_TASK REQUIREMENTS_:
Set down, word for word, the stretch of lines from the one containing "point_to MUST return one point per instance of the tree bark" to the end of the records below.

[Source data]

-- BEGIN --

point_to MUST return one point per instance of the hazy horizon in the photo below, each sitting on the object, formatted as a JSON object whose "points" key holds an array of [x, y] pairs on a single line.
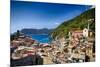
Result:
{"points": [[38, 15]]}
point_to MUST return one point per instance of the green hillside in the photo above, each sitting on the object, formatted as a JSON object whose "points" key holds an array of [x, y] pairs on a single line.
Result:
{"points": [[79, 22]]}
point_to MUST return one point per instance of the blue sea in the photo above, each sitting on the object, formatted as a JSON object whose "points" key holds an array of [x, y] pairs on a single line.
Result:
{"points": [[42, 38]]}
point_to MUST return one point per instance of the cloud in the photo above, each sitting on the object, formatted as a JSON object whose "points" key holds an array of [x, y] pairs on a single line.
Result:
{"points": [[57, 23]]}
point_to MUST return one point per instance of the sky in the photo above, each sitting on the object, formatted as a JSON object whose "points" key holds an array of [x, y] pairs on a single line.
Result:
{"points": [[40, 15]]}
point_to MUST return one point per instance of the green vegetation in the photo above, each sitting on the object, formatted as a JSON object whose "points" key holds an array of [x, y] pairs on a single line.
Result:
{"points": [[15, 36], [79, 22]]}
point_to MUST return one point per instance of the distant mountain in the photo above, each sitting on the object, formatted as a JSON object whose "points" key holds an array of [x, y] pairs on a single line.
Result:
{"points": [[36, 31], [79, 22]]}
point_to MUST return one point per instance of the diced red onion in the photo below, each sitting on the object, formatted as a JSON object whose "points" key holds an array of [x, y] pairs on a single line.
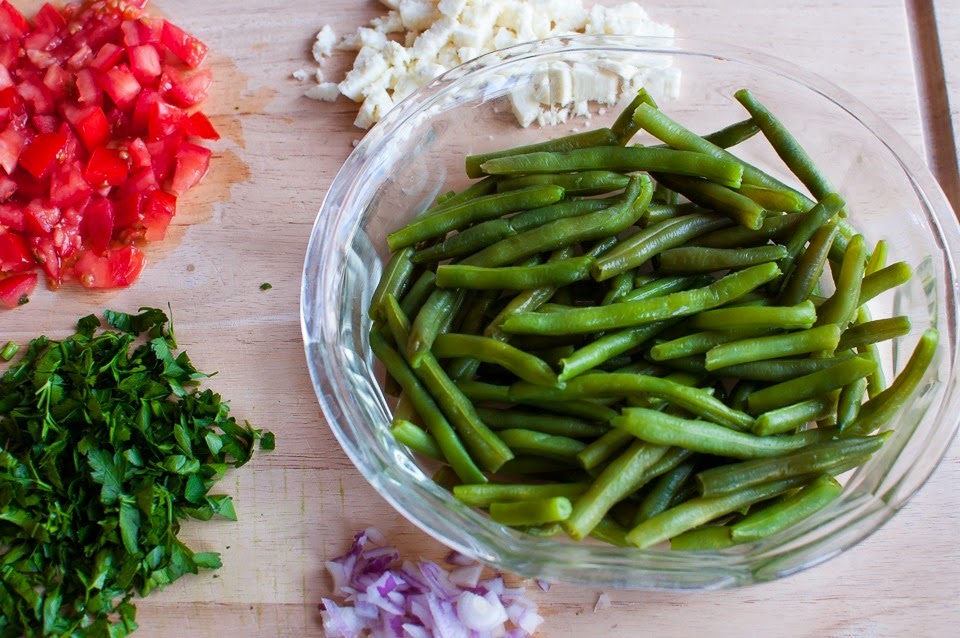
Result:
{"points": [[420, 600]]}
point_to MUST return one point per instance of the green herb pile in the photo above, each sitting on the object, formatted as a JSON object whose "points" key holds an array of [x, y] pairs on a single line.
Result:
{"points": [[106, 445]]}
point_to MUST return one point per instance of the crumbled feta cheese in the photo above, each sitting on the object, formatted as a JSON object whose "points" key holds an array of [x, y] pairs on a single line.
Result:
{"points": [[436, 35], [323, 46]]}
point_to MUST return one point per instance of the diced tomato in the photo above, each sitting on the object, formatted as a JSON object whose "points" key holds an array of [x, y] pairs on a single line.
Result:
{"points": [[40, 154], [198, 125], [48, 19], [118, 268], [158, 211], [183, 45], [120, 85], [15, 255], [15, 290], [12, 23], [12, 142], [106, 168], [96, 226]]}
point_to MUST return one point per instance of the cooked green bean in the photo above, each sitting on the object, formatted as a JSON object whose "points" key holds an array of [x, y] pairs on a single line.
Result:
{"points": [[796, 415], [633, 313], [801, 316], [699, 511], [471, 212], [786, 146], [715, 196], [827, 456], [882, 406], [599, 137], [810, 385], [447, 440], [548, 510], [841, 307], [774, 228], [613, 484], [605, 224], [558, 273], [639, 248], [773, 347], [863, 334], [583, 183], [623, 160], [706, 437], [561, 448], [788, 512], [694, 259], [415, 438], [619, 385], [883, 280], [805, 276]]}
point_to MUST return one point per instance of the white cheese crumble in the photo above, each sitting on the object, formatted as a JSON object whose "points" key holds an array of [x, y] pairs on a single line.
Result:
{"points": [[433, 36]]}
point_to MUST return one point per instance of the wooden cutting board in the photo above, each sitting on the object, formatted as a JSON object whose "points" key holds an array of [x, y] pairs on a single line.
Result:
{"points": [[299, 505]]}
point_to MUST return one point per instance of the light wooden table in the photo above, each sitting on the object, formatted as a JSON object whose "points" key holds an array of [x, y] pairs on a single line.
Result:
{"points": [[300, 505]]}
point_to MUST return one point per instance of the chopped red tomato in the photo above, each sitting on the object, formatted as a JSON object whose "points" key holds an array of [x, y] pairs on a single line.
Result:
{"points": [[15, 290], [98, 135]]}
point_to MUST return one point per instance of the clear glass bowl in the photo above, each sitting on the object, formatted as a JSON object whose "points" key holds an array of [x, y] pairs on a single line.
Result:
{"points": [[417, 152]]}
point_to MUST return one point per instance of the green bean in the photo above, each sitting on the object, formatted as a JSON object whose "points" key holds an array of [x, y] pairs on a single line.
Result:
{"points": [[849, 402], [447, 440], [773, 347], [488, 350], [788, 512], [841, 307], [882, 280], [813, 219], [822, 457], [734, 134], [786, 146], [484, 495], [702, 538], [599, 137], [624, 127], [804, 277], [774, 228], [662, 492], [558, 425], [561, 448], [559, 273], [560, 233], [706, 437], [583, 183], [690, 259], [471, 212], [873, 332], [801, 316], [777, 199], [613, 484], [667, 130], [652, 240], [634, 313], [796, 415], [415, 438], [699, 511], [548, 510], [608, 346], [715, 196], [700, 342], [884, 405], [810, 385], [623, 160]]}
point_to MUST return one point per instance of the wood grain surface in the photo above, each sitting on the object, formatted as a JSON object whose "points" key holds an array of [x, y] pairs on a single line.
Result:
{"points": [[299, 505]]}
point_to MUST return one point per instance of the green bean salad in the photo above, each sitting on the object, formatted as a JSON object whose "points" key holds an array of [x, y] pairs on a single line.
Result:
{"points": [[632, 343]]}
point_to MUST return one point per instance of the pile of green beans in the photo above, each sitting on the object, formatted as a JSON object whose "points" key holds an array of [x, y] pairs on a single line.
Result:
{"points": [[642, 343]]}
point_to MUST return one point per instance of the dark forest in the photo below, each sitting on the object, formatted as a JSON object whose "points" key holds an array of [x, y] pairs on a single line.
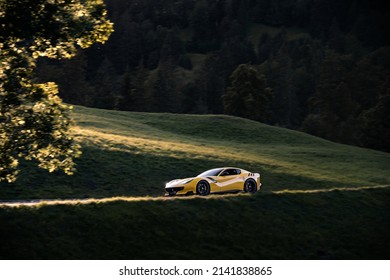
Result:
{"points": [[319, 66]]}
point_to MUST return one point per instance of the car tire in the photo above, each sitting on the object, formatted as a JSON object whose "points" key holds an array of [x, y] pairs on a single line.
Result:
{"points": [[250, 186], [203, 188]]}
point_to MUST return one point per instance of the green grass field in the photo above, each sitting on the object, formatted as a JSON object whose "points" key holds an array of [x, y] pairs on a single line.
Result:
{"points": [[314, 203]]}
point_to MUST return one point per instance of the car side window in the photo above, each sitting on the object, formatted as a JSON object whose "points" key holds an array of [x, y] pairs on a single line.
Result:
{"points": [[229, 172]]}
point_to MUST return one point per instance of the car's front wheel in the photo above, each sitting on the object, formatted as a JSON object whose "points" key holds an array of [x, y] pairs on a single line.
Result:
{"points": [[250, 186], [203, 188]]}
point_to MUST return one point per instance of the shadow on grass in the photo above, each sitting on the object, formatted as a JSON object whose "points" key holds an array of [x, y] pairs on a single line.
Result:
{"points": [[332, 225]]}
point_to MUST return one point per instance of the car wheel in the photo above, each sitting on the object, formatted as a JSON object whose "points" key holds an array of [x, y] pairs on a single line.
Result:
{"points": [[250, 186], [203, 188]]}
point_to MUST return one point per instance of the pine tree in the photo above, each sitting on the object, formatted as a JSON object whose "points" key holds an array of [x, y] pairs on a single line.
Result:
{"points": [[34, 123], [248, 95]]}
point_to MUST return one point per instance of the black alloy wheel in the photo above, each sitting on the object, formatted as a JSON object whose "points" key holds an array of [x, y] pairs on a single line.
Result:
{"points": [[250, 186], [203, 188]]}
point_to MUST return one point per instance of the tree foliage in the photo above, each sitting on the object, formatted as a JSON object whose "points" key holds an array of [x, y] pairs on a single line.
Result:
{"points": [[296, 46], [248, 95], [34, 123]]}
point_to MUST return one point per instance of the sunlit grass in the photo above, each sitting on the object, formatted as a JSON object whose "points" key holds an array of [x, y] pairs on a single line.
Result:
{"points": [[135, 154]]}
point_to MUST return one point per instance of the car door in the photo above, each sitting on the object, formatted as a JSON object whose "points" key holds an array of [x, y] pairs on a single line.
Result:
{"points": [[229, 180]]}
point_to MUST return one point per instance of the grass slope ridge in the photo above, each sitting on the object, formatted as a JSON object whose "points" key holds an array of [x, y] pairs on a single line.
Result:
{"points": [[305, 210], [134, 154]]}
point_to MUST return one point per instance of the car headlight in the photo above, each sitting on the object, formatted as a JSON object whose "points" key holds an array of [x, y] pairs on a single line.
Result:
{"points": [[187, 181]]}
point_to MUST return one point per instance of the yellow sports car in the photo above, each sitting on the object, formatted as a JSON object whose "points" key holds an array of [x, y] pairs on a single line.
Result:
{"points": [[217, 180]]}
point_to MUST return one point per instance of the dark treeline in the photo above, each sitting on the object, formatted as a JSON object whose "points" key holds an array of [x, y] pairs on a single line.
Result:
{"points": [[321, 66]]}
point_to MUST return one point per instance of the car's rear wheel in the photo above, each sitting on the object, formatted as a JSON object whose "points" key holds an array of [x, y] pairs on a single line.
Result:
{"points": [[203, 188], [250, 186]]}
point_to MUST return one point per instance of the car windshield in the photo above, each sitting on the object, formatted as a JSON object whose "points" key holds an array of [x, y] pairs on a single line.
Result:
{"points": [[211, 172]]}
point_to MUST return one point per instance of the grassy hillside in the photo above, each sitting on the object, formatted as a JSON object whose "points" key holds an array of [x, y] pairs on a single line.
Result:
{"points": [[136, 153], [298, 215], [332, 225]]}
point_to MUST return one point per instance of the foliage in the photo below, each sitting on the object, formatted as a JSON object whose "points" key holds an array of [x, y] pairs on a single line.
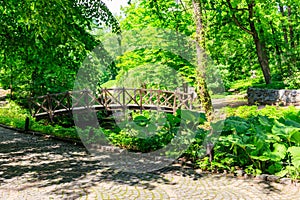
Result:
{"points": [[146, 132], [259, 142], [14, 116], [44, 42]]}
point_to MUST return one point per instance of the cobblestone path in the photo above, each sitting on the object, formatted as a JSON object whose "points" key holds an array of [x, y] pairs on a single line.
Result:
{"points": [[35, 167]]}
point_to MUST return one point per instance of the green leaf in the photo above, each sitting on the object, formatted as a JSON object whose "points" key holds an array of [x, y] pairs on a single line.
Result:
{"points": [[295, 152]]}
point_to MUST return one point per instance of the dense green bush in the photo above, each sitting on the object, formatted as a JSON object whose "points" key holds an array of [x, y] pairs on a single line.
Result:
{"points": [[265, 141]]}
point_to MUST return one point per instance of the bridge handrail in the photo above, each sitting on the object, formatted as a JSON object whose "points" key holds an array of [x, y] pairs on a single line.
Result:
{"points": [[140, 99]]}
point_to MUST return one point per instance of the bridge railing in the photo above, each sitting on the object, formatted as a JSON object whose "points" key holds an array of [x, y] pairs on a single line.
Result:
{"points": [[111, 99]]}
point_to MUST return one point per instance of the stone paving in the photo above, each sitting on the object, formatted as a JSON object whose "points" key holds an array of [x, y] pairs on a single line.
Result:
{"points": [[35, 167]]}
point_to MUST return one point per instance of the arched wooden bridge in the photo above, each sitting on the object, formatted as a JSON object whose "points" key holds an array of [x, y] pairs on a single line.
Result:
{"points": [[111, 99]]}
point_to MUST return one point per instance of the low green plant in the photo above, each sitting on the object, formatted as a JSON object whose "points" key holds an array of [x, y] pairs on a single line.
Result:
{"points": [[265, 141]]}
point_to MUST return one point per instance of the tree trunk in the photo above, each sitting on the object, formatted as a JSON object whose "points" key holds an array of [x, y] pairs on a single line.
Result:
{"points": [[201, 86], [260, 47]]}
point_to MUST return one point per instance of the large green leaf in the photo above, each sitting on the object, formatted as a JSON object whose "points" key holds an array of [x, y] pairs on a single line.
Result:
{"points": [[295, 152]]}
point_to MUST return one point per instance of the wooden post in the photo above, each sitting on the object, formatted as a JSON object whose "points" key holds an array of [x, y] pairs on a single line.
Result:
{"points": [[141, 101], [174, 102], [50, 111], [26, 128], [123, 106]]}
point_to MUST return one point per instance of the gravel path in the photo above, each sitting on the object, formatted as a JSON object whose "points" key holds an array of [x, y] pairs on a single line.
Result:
{"points": [[35, 167]]}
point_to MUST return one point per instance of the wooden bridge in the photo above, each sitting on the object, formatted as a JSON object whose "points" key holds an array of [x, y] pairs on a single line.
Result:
{"points": [[111, 99]]}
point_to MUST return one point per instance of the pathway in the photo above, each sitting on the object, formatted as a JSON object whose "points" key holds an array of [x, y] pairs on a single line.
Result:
{"points": [[35, 167]]}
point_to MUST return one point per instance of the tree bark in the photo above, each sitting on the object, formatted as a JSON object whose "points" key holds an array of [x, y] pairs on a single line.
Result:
{"points": [[201, 86], [259, 44], [260, 47]]}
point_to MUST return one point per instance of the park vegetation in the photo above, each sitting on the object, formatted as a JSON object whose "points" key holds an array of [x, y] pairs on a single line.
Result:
{"points": [[239, 44]]}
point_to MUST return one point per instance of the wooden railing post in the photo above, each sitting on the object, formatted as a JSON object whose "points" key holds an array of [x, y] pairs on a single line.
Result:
{"points": [[50, 111], [174, 102], [123, 100]]}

-- END --

_CORRECT OUTPUT_:
point_to MUST return one point per instance of the tree bark in the photo above, each sitting on the object, formatted as a JSON object whose "points" key holds an array of [x, y] pairs on a single line.
Result:
{"points": [[201, 86], [259, 44], [260, 47]]}
point_to MUST return one point per instance of the park vegetation in the photo above, each sitting on the object, formatted as a JSON object whose "points" key holds an array of [x, y] pairs on a single line.
Result:
{"points": [[239, 44]]}
point_to MUST return one point per instance of the wooden railing post in the photo above, each sitting on the object, formatted as a JSON object whose "points" key holds an array of [x, y] pairs on a single line.
Result:
{"points": [[50, 111], [174, 102], [123, 100]]}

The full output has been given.